**Task statement:**
Revise the stretch of the passage about Nani from "Yet this most" through "for her soup.", changing "room" to "bedroom".

**Text provided:**

Food was the last joy left to her. A reason to go on. My mother would ensure the cook made her favourites during the day. In the evenings she would make soups, coffee and snacks for Nani that she enjoyed. Any delay in mealtime would lead to haughty demands of the Lakshmis. Often she would forget that she had had her meal for the day and would feel cheated and lied to by the Lakshmis when reminded. We would wonder how she was able to digest what she ate. Nani would allow no let up in her intake even if she had loose motions. Nourishing her body no longer counted as one of the objectives of eating. Food is a faithful pleasure; it remains your constant companion the longest.
Yet this most beloved of pleasures also abandoned Nani in the final weeks of her life. It was around the time when she called us individually into her room and thanked us for looking after her. She said she was going and that we were to look after each other. We didn’t take her seriously as she had done this before. I reassured her and reminded her that it was time for her soup.
But over the days that followed, she stopped eating like she used and stopped talking too. We thought it was a phase. But looking back, it feels like she was winding down.
She passed away one early morning in January. Masked relatives and friends came over to pay their respects. We discussed death related logistics in muffled voices with the drone of the pandit’s chants in the background. Her hair was combed for the last time and she was dressed in one of her favourite earthy sarees. After a few quick ceremonies, we carried her into the hearse to take her to the crematorium. Her body was placed on a large tray that would be used to wheel her into what looked like a kiln. We could feel the heat emanate from it on our faces. Just as they began wheeling her in, her youngest daughter shouted asking them to stop in between sobs. It hit her than that this was going to be her last glimpse of her mother. She touched her earthy saree. As I watched her disappear into the furnace, I folded my hands.

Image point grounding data
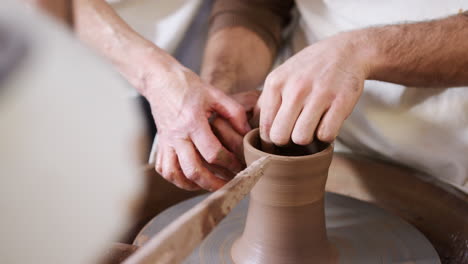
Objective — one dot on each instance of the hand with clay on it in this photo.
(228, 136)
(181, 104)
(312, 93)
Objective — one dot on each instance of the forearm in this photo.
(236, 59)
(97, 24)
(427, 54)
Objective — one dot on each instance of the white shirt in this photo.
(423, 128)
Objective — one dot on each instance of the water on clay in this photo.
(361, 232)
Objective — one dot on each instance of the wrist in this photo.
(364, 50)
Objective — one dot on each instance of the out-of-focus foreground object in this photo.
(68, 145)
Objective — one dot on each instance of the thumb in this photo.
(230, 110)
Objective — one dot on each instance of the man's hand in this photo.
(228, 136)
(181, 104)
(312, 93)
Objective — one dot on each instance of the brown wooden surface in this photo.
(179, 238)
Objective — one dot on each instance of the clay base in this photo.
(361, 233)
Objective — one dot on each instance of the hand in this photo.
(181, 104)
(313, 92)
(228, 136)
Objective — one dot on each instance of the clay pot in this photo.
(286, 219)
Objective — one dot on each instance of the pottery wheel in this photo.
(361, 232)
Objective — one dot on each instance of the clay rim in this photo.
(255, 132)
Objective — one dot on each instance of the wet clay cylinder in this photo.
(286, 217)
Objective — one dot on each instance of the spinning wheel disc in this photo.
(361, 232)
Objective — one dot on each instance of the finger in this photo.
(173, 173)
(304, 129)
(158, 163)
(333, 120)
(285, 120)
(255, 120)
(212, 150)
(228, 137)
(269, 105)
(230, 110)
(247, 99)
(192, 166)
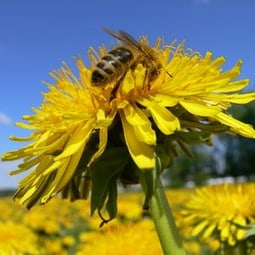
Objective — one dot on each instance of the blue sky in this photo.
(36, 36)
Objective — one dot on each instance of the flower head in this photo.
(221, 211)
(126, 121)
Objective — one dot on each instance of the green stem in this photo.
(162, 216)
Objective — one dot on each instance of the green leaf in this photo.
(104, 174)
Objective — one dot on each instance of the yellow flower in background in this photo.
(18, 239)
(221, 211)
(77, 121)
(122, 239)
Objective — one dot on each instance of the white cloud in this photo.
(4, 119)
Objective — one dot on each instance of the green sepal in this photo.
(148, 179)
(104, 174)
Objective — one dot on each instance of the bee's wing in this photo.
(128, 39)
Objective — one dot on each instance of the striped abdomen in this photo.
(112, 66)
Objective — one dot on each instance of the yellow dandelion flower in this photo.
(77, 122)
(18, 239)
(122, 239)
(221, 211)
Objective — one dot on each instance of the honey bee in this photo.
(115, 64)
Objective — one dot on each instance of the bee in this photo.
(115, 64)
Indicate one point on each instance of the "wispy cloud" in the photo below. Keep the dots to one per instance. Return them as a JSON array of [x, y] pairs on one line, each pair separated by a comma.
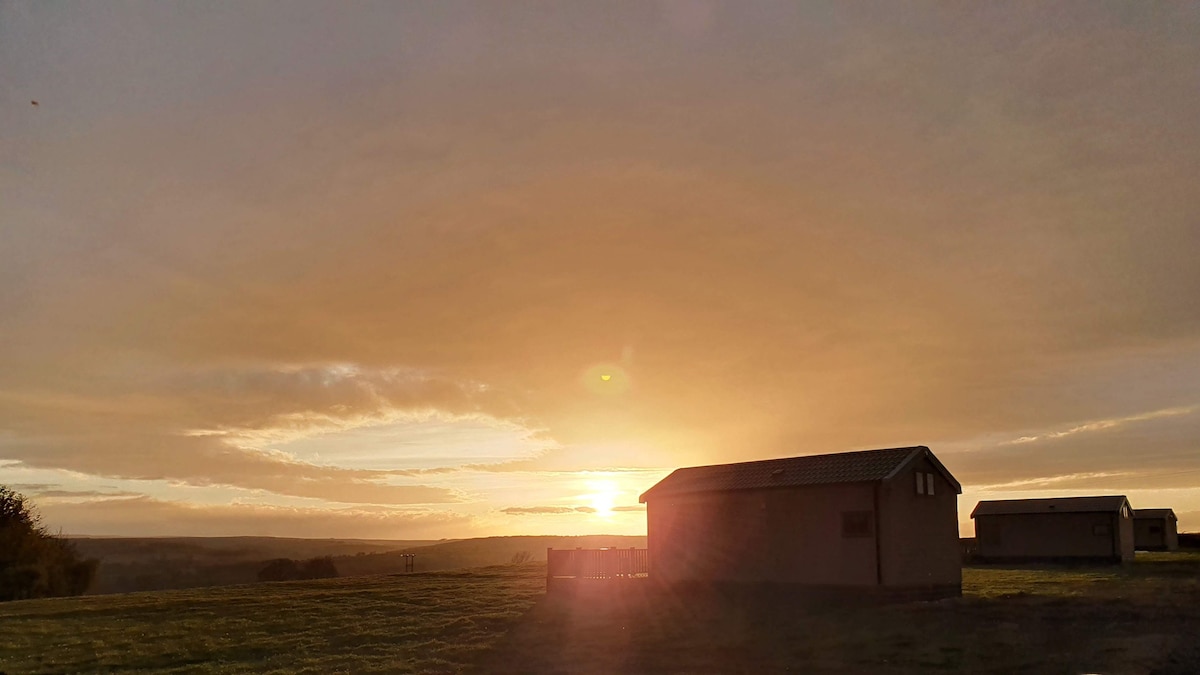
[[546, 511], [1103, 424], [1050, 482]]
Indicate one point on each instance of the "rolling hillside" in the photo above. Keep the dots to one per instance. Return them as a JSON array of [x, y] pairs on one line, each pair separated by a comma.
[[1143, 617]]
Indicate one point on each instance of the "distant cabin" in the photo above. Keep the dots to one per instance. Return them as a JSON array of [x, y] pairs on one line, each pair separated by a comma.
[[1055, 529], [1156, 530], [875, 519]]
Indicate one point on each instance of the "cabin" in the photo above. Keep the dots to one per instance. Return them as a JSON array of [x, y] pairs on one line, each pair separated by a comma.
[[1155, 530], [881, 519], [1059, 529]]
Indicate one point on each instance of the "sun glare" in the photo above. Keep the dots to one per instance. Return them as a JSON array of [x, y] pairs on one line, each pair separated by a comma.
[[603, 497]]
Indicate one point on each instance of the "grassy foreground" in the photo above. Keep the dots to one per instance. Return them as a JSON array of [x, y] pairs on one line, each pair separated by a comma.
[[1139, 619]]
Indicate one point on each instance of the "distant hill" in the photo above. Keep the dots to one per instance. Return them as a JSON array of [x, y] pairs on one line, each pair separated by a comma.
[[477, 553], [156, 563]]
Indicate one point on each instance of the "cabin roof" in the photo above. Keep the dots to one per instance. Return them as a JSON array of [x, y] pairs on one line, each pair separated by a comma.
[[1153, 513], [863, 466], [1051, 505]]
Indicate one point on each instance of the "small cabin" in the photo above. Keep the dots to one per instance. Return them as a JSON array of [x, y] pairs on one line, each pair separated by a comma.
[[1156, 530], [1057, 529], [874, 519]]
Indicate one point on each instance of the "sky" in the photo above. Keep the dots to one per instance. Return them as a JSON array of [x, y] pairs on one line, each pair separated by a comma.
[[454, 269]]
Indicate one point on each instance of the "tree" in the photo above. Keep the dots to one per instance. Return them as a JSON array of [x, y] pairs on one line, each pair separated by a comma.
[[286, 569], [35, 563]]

**Solution to the problem:**
Yet this most beloved of pleasures also abandoned Nani in the final weeks of her life. It was around the time when she called us individually into her bedroom and thanked us for looking after her. She said she was going and that we were to look after each other. We didn’t take her seriously as she had done this before. I reassured her and reminded her that it was time for her soup.